* _Travail demandé_
1. D'après le texte sur la peste en Ituri, avec quel phénomène saisonnier la flambée coïncide-t-elle ?
2. Poursuivez le texte sur la peste en Ituri à partir de sa dernière phrase.

* _Texte_
____________
La zone de santé de Rethy, dans le territoire de Djugu en Ituri, fait face à une résurgence inquiétante de la peste, avec plus de 20 cas signalés fin avril. Parmi ces cas, 23 patients présentent la forme bubonique de la maladie, tandis que deux autres souffrent de la variante pulmonaire, plus contagieuse et potentiellement mortelle. Comment une maladie médiévale refait-elle surface en 2024, et que faut-il savoir pour s’en protéger ?
D’après les autorités sanitaires locales, cette flambée coïncide avec le retour des pluies, période propice à la prolifération des rongeurs – principaux réservoirs de la bactérie Yersinia pestis. Les symptômes décrits sont alarmants : toux avec crachats sanglants, fièvre fulgurante dépassant 39°C, douleurs thoraciques comparables à « une lame plantée dans les côtes », selon le témoignage d’un soignant relayé dans le rapport officiel.
La peste pulmonaire, transmissible par simple gouttelette respiratoire, représente un défi majeur de santé publique. Un seul malade non isolé peut contaminer des dizaines de personnes en quelques jours. Pourquoi cette forme rare représente-t-elle 8% des cas actuels ? Les experts évoquent des retards de diagnostic initiaux, la forme bubonique (transmise par piqûres de puces infectées) ayant parfois évolué vers la version respiratoire.
____________
(Entrées de données enregistrées)
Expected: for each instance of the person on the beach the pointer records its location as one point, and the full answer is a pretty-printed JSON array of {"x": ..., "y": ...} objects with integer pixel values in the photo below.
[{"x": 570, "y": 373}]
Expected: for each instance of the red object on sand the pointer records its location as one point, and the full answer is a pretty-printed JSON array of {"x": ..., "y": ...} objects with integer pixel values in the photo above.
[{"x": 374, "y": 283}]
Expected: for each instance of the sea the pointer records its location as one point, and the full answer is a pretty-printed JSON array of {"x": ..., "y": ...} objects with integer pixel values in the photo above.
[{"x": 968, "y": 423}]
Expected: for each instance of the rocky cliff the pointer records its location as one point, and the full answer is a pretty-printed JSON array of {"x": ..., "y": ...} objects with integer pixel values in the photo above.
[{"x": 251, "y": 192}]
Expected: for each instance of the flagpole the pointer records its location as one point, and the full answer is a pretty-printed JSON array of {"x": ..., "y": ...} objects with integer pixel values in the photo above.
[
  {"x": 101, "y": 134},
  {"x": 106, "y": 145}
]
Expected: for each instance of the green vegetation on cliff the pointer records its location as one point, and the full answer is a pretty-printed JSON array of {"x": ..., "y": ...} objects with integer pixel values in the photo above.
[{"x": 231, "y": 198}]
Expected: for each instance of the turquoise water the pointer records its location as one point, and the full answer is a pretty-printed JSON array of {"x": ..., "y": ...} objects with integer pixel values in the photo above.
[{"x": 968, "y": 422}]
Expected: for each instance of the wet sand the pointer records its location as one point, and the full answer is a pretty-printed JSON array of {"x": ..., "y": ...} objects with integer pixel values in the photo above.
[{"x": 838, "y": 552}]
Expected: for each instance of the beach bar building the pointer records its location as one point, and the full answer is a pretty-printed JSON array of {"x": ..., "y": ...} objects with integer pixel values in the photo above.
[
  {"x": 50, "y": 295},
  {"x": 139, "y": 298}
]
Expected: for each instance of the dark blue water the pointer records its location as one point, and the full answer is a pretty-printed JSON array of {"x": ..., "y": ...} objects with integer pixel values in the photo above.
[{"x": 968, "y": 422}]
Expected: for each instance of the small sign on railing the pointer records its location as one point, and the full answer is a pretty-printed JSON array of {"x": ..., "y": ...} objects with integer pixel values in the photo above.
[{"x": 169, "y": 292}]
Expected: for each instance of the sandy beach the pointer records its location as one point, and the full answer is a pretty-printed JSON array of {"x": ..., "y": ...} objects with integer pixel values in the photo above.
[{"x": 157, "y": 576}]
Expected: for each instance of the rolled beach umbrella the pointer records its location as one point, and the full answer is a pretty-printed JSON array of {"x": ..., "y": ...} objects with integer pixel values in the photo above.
____________
* _Corrigé de l'exercice_
1. Elle coïncide avec le retour des pluies.

2.
Face à cette urgence, les mesures préventives s’imposent. Les autorités interdisent formellement la consommation de viande de rongeurs, véritables « bombes bactériennes ambulantes ». Le lavage des mains au savon et la désinfection des habitations sont cruciaux. « Un environnement propre est un bouclier contre la peste », insiste un responsable de la protection civile contacté par nos soins.
La société civile locale alerte sur un risque méconnu : la manipulation des défunts. Les rites funéraires traditionnels exposent les familles à un contact direct avec des corps hautement contaminants. Une mise en garde particulière concerne aussi les voyageurs. Le trafic routier entre Rethy et Kisangani pourrait transformer des camions en « taxis de la peste » vers d’autres provinces si les contrôles sanitaires ne sont pas renforcés.
Des équipes médicales mobiles ont été déployées pour dépister précocement les nouveaux cas. Les traitements antibiotiques (doxycycline, ciprofloxacine) restent efficaces s’ils sont administrés dans les 24 premières heures. Mais dans ces zones reculées de l’Ituri, l’accès aux soins ressemble souvent à un parcours du combattant. Seules 37% des structures sanitaires locales disposeraient des stocks nécessaires, selon un récent audit du ministère de la Santé.
Cette crise rappelle douloureusement l’épidémie de 2020 dans la même région, qui avait fait 31 morts. Un cycle infernal se répète : conflits armés → déplacements de population → promiscuité → conditions d’hygiène dégradées → résurgence de maladies. La paix reste le premier vaccin contre la peste en Ituri.